→ Work instructions:
Your answer should consist of the lines in the following data that contain "segment".

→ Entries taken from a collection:

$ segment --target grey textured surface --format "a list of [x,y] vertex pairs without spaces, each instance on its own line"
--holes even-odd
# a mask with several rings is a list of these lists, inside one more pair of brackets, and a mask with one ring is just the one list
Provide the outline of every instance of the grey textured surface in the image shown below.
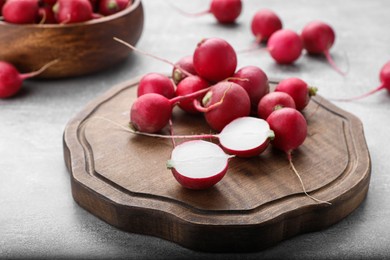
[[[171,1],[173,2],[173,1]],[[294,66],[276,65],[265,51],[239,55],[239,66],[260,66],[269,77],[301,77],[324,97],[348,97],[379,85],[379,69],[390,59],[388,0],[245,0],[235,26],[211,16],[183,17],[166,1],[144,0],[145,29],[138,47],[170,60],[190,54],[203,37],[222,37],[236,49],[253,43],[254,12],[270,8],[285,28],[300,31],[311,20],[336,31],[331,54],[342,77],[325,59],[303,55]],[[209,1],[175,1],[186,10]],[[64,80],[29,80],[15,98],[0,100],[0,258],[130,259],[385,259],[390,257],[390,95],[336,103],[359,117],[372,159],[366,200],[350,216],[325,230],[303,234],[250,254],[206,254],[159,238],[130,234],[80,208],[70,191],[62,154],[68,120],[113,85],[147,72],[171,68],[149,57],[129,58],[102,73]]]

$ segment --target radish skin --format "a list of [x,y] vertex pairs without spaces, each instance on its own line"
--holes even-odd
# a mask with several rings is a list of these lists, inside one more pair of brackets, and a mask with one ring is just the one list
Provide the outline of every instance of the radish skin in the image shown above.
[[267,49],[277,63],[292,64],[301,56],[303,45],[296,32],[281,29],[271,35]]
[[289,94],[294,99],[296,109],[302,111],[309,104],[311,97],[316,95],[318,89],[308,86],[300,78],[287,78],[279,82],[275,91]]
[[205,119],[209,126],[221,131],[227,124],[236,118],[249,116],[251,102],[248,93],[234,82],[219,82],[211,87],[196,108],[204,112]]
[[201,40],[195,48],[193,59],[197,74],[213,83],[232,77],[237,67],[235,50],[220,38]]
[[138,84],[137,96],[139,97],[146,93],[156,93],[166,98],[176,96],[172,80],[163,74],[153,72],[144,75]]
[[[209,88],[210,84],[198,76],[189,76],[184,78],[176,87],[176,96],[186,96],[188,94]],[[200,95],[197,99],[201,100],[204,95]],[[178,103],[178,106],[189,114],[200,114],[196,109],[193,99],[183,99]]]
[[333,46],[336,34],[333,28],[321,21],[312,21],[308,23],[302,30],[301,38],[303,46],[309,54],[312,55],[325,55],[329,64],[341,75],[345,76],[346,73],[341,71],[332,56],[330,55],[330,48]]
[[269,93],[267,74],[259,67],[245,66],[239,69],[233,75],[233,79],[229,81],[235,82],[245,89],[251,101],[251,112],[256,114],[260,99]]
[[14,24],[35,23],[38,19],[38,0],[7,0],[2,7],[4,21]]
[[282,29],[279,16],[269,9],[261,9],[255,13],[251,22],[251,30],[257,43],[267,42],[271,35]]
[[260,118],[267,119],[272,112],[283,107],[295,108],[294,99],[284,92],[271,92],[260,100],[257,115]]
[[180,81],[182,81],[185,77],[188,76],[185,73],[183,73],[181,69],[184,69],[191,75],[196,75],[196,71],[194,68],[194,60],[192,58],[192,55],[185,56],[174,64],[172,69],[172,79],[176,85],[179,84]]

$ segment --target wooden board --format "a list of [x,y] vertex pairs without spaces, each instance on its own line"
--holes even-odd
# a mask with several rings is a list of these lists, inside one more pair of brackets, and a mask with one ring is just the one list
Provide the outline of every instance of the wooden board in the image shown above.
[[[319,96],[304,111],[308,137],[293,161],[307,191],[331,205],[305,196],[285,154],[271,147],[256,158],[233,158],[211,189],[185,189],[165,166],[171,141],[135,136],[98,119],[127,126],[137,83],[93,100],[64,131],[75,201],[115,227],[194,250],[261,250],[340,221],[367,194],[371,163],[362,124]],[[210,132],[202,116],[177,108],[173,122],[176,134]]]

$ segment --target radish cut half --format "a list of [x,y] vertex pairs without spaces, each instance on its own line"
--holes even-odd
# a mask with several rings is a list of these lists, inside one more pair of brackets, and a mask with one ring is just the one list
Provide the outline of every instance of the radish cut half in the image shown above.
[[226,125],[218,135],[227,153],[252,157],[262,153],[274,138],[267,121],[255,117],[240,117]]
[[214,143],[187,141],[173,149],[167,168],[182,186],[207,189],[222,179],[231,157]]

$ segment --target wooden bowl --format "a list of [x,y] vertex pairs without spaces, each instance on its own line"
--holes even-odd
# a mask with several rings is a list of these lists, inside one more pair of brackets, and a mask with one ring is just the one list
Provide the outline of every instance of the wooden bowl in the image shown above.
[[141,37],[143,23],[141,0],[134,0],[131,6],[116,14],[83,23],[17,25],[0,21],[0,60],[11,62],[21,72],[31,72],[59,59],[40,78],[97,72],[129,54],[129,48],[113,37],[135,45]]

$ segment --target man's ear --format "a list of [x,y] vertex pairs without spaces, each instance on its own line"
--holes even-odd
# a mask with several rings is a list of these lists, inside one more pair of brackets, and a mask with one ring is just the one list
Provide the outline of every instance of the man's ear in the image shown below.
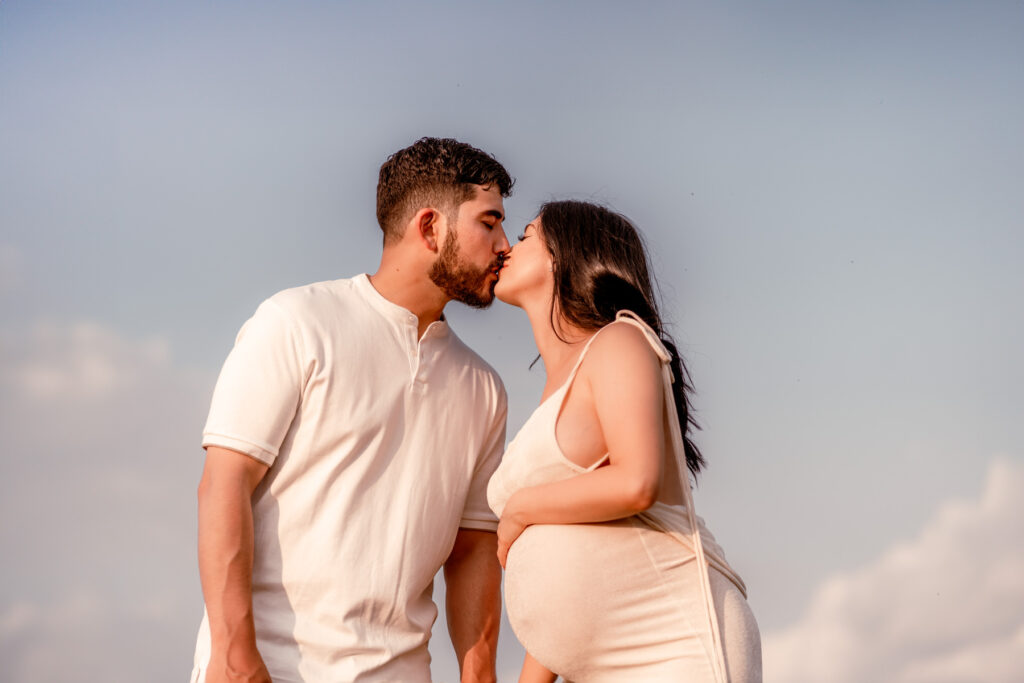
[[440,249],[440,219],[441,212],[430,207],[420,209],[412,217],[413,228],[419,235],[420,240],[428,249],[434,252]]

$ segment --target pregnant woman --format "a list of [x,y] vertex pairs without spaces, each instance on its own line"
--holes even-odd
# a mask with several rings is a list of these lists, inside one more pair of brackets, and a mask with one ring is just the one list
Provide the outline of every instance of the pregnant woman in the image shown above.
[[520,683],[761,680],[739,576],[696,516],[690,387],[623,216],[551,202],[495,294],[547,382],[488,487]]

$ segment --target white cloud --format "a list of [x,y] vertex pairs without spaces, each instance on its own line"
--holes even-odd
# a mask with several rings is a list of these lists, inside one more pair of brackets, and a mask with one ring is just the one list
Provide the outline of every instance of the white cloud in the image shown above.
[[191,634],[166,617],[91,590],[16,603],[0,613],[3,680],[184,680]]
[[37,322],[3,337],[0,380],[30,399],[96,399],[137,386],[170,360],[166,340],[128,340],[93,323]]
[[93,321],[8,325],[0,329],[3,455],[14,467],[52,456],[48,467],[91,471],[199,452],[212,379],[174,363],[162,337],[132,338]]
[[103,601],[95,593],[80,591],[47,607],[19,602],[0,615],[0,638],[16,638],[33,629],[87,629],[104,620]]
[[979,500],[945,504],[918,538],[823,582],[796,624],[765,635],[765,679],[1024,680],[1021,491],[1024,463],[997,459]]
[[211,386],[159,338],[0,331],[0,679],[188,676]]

==

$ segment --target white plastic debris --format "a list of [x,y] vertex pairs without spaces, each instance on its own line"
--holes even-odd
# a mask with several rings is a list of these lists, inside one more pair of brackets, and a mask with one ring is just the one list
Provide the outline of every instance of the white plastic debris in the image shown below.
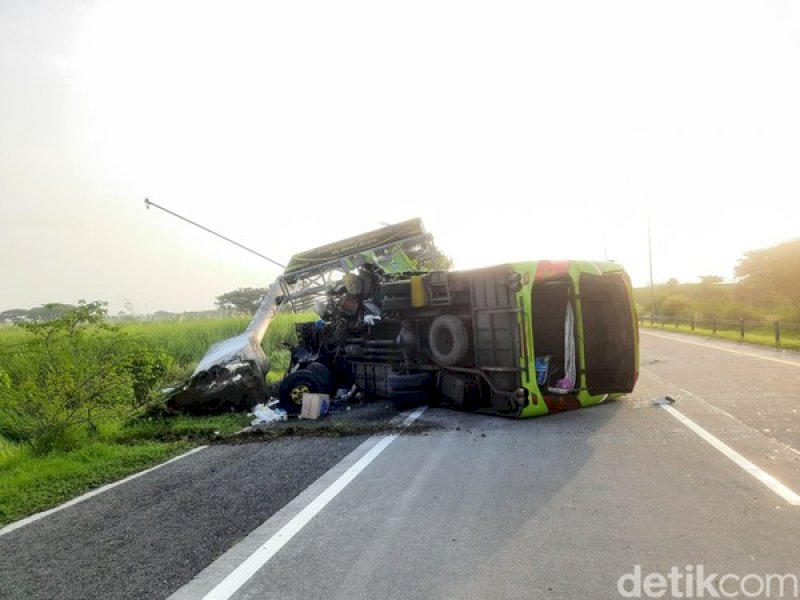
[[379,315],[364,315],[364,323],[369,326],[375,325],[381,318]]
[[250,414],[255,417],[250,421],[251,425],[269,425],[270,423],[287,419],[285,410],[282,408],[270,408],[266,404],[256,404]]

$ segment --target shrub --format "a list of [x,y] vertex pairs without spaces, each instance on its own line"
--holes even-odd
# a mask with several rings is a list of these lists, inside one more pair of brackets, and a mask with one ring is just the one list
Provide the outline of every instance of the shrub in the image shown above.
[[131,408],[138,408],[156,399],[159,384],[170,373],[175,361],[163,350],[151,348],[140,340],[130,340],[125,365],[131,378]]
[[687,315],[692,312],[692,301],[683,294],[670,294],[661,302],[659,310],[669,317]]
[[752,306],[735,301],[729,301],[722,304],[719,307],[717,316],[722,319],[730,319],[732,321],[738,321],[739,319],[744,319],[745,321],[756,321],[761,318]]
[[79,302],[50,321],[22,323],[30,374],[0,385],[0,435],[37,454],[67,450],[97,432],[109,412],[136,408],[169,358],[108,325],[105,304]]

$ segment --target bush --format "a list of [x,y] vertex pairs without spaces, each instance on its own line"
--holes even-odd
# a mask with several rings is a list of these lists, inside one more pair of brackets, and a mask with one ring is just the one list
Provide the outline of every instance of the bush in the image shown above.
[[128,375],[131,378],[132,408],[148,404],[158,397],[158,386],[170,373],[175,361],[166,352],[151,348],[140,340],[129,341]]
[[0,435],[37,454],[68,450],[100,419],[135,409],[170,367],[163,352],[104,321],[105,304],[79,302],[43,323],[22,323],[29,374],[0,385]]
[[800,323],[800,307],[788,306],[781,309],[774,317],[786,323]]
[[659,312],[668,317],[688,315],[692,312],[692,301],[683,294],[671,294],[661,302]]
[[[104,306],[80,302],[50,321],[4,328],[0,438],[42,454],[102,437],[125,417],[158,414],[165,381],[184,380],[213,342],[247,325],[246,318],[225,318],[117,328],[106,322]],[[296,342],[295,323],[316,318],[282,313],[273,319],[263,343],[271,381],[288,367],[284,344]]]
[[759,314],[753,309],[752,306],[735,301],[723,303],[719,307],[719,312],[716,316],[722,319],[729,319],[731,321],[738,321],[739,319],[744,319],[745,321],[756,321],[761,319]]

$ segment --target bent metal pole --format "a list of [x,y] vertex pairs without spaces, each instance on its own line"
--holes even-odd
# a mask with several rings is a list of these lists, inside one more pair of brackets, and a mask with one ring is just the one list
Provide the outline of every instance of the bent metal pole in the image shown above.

→ Result for this task:
$ segment --target grey textured surface --format "a list of [x,y] vertex pairs without spaces, each instance on its own line"
$ segment --target radish skin --format "a list of [x,y] vertex pairs without spaces, each instance on its own line"
$ segment --target wooden board --format "a list of [x,y] vertex pairs without spaces, each instance on its own line"
$ segment --target radish cut half --format "a list of [x,y] vertex pairs without spaces, each instance on its own line"
$ segment --target wooden bowl --format "a list of [x,y] vertex pairs without spaces, each instance on its own line"
$ segment --target man's ear --format "a list of [x,y] vertex pairs without spaces, each instance on its own line"
$ segment --target pregnant woman --format "a list of [x,y] vertex pairs without spaces, each instance on its own line"
$ segment --target white cloud --format "a list of [x,y] vertex pairs without spaces, each instance on its own line"
$ segment --target white plastic debris --format "a list of [x,y] vertex pairs without spaces, each instance on its own line"
$ segment --target shrub --format "a list of [x,y] vertex pairs without spaces, each instance on its own line"
$ segment --target bush --format "a list of [x,y] vertex pairs without spaces, each instance on its own line"
$ segment --target bent metal pole --format "a list of [x,y] vertex pairs without spaces, each instance on its own line"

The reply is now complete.